(Collected data entries)
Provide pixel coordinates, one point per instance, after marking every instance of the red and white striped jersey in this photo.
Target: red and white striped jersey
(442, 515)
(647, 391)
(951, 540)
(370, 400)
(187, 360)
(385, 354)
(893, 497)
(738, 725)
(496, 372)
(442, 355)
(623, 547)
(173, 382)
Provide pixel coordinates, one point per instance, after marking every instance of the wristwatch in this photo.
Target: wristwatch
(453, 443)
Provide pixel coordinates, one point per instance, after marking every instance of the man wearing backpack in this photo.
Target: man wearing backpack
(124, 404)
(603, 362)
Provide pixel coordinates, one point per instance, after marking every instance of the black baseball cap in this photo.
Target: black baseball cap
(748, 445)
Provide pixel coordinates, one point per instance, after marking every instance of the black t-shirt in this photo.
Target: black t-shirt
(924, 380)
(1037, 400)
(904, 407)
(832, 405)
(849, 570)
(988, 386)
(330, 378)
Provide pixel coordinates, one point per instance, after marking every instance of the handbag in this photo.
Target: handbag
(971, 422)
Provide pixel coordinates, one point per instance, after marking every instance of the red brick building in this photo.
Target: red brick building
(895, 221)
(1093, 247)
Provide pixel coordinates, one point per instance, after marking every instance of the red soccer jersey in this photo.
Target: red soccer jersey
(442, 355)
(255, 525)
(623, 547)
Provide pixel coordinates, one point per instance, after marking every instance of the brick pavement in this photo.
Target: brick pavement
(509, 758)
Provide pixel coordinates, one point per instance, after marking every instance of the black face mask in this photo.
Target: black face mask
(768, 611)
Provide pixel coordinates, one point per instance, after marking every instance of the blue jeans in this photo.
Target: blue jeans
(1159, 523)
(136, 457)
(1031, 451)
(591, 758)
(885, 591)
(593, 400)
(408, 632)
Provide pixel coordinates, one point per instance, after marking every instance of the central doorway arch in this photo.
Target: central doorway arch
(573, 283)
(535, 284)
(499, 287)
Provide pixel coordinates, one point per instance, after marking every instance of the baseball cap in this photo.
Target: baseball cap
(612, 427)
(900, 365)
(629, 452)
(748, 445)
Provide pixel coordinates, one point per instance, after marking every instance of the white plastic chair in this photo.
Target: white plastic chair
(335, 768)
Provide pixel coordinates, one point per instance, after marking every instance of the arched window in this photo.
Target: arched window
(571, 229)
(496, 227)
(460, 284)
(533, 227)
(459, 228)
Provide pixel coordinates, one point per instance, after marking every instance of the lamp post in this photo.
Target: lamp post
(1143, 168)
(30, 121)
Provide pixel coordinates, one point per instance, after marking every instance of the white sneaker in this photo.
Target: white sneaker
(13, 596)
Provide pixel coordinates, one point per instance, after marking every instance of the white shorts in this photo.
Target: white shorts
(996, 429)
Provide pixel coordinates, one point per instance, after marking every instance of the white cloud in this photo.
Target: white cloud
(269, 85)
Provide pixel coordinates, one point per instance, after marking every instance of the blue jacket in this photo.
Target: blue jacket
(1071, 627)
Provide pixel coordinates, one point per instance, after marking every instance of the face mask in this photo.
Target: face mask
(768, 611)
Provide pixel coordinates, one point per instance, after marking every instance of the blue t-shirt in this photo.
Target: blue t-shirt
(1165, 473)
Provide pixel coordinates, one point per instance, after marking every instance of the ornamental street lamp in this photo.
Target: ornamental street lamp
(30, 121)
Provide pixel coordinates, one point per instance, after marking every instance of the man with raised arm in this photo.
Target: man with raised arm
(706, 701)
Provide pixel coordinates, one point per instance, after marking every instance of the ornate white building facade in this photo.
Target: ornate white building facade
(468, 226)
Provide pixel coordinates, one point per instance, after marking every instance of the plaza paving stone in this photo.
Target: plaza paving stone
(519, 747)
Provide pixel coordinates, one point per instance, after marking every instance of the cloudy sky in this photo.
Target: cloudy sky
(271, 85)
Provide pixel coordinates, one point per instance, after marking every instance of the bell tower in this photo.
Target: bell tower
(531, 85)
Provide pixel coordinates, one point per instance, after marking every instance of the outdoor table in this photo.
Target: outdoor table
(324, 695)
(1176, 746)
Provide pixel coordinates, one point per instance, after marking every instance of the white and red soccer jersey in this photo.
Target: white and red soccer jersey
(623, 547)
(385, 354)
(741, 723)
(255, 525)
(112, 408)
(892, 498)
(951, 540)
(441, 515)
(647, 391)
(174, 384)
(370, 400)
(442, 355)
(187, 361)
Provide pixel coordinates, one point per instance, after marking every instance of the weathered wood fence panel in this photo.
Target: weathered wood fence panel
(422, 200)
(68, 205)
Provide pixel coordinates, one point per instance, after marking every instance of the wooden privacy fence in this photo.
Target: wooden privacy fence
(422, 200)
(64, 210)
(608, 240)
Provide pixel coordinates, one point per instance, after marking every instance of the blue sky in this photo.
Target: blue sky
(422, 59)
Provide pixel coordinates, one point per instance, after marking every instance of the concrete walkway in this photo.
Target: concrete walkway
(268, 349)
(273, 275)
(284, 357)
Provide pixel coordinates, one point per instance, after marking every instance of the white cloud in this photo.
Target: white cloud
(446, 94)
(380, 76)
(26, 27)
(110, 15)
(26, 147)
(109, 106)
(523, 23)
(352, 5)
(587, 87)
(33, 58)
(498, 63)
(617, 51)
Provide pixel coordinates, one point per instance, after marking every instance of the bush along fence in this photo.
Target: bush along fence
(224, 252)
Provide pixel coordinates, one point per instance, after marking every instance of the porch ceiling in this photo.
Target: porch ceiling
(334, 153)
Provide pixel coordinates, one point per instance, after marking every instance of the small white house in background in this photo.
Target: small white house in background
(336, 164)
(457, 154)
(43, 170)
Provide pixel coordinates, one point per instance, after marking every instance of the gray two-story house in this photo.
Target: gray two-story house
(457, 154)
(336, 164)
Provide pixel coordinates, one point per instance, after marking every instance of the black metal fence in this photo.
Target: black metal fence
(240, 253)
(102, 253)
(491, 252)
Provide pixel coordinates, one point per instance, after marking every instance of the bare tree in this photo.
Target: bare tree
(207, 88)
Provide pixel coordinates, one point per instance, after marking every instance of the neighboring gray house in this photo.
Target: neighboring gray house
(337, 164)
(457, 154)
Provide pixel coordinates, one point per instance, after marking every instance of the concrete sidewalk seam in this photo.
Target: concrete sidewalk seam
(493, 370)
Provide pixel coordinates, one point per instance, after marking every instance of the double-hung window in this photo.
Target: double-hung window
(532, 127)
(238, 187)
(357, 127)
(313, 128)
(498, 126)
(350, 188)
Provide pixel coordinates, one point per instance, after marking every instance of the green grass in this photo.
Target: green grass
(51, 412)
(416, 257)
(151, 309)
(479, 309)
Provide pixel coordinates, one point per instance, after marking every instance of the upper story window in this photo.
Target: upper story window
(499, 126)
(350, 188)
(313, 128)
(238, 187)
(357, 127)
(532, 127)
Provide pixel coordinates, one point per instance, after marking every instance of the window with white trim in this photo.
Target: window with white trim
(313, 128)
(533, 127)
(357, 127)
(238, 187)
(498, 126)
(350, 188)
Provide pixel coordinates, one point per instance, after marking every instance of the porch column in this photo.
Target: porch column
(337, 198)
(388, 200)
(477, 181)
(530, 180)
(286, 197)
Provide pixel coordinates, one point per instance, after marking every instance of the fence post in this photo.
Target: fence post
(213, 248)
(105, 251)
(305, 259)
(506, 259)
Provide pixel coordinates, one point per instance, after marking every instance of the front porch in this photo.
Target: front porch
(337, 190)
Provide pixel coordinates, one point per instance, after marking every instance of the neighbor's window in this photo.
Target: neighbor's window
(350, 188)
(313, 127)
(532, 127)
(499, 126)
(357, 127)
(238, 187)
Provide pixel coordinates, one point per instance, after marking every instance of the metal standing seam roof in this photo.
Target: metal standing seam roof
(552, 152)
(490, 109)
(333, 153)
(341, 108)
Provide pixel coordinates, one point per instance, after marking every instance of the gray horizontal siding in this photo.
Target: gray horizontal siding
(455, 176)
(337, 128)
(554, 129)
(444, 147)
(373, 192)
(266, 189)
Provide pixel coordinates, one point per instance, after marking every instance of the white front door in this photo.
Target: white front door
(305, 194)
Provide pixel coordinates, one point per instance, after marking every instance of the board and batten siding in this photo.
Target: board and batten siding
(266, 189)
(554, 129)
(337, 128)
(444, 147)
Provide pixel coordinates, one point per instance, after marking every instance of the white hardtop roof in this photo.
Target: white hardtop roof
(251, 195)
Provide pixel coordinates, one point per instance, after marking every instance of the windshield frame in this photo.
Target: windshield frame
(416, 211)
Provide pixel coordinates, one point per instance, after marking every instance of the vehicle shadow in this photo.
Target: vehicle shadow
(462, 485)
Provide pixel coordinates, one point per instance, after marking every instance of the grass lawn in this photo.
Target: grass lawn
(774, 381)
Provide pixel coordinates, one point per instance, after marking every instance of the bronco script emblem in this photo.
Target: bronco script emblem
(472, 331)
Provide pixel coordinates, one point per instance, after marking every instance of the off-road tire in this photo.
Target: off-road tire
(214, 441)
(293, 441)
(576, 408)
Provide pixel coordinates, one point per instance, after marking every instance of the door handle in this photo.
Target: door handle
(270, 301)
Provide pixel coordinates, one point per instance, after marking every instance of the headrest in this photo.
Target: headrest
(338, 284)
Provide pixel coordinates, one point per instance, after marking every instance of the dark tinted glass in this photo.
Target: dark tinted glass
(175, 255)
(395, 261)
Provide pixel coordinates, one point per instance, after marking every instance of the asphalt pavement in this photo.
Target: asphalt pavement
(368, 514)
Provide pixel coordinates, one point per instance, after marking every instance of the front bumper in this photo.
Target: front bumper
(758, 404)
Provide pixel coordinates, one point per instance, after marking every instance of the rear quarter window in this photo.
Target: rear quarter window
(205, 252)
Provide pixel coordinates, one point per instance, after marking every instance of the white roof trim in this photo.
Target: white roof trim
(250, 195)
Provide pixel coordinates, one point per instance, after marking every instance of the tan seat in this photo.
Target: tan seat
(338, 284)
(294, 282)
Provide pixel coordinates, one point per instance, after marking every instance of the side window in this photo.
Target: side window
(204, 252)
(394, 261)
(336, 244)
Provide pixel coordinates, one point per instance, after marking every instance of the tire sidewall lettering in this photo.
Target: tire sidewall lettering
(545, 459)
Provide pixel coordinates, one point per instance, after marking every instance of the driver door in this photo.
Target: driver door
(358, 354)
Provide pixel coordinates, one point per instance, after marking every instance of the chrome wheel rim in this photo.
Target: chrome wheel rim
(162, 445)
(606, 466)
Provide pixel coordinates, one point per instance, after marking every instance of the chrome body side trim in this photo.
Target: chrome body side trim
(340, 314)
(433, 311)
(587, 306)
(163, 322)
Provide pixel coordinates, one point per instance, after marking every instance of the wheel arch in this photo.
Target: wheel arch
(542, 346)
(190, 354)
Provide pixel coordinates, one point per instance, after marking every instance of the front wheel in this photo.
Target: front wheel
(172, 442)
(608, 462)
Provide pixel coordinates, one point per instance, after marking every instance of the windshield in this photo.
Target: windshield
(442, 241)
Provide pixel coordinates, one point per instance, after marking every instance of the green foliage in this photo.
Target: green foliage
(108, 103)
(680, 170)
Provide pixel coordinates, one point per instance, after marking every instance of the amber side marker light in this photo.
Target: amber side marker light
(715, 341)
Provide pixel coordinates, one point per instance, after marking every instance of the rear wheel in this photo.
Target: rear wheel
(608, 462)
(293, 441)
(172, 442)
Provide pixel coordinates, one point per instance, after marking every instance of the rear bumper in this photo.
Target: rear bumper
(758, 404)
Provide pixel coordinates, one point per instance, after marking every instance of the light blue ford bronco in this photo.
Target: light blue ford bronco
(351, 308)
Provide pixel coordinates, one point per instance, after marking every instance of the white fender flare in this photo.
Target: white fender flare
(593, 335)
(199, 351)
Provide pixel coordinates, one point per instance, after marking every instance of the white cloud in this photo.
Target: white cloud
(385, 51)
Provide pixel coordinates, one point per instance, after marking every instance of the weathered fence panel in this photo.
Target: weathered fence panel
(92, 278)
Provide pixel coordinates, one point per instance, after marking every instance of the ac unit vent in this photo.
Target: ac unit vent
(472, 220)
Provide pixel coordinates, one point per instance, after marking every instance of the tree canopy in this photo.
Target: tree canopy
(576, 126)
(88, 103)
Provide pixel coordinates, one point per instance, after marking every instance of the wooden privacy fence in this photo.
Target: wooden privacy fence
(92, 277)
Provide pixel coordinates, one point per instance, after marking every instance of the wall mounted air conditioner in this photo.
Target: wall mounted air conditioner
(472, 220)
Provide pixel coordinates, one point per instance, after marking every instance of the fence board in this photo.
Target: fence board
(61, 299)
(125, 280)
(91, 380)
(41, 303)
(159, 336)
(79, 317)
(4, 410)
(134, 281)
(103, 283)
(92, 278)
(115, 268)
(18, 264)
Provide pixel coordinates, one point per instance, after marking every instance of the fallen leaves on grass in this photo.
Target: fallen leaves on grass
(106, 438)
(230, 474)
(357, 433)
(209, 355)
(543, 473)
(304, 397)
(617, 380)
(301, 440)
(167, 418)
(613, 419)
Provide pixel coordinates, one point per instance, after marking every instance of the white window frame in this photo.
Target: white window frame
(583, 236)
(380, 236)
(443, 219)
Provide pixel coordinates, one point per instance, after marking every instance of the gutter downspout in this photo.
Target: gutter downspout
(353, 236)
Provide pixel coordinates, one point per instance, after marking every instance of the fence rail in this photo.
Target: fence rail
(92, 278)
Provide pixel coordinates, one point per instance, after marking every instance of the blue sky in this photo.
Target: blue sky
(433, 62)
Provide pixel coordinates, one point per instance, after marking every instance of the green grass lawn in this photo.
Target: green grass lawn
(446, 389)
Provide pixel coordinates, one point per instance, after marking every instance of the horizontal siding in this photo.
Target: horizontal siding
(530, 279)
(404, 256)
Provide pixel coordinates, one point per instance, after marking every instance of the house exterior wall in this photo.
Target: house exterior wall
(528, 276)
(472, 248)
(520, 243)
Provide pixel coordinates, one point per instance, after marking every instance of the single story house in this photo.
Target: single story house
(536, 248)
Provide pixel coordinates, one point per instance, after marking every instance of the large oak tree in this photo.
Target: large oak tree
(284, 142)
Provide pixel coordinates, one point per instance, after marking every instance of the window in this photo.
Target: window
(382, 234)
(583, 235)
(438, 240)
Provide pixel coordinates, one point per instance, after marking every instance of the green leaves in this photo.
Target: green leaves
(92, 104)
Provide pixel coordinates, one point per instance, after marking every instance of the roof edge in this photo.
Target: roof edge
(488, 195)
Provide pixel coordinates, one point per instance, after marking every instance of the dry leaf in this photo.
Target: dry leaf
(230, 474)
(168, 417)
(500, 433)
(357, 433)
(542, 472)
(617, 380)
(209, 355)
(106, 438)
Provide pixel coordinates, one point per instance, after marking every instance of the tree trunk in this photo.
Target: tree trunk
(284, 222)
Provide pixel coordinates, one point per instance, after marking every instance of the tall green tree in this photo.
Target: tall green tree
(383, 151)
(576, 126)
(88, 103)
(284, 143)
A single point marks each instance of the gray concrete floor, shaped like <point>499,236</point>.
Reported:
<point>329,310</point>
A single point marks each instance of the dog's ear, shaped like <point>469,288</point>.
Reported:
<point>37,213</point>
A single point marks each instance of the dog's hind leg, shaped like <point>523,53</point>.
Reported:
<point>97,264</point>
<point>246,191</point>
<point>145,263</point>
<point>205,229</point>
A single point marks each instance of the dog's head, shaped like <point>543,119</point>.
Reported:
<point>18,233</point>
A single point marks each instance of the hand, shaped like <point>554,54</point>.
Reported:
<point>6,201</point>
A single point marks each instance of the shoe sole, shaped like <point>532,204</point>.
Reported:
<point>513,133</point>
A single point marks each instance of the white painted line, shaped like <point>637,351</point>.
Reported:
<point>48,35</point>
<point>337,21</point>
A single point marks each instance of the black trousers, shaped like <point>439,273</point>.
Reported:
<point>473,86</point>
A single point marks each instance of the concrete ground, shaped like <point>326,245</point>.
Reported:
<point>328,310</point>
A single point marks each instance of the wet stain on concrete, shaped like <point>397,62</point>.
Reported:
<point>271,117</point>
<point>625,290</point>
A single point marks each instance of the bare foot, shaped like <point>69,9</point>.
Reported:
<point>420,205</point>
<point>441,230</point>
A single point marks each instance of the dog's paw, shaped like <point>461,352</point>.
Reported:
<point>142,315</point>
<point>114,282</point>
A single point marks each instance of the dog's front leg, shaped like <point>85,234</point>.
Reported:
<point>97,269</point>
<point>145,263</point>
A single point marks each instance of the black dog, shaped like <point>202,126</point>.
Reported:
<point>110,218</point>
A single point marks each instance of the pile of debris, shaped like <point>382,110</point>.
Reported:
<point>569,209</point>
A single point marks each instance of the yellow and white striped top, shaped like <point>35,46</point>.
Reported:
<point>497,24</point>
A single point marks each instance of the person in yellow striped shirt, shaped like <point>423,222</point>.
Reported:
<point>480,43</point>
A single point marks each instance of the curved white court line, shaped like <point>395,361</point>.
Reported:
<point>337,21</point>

PROBLEM> Restate, please, word for word the span of records running from the first line to the line bearing "black baseball cap in this photo.", both included, and nothing outside it.

EXERCISE RESULT>
Provide pixel coordinates, one point per instance, after marking every instance of the red and white striped jersey in this photo.
Target: red and white striped jersey
(442, 515)
(647, 391)
(951, 540)
(370, 400)
(187, 360)
(385, 354)
(893, 497)
(738, 725)
(496, 372)
(442, 355)
(623, 547)
(173, 382)
Provide pixel coordinates, one point per instance, after marking every instance of the wristwatch in this photo.
Target: wristwatch
(453, 443)
Provide pixel coordinates, one point per instance, after marking every instance of the man wearing backpack in this photo.
Target: man wearing backpack
(124, 404)
(603, 362)
Provide pixel coordinates, one point per instance, after marking every instance of the black baseball cap in this photo.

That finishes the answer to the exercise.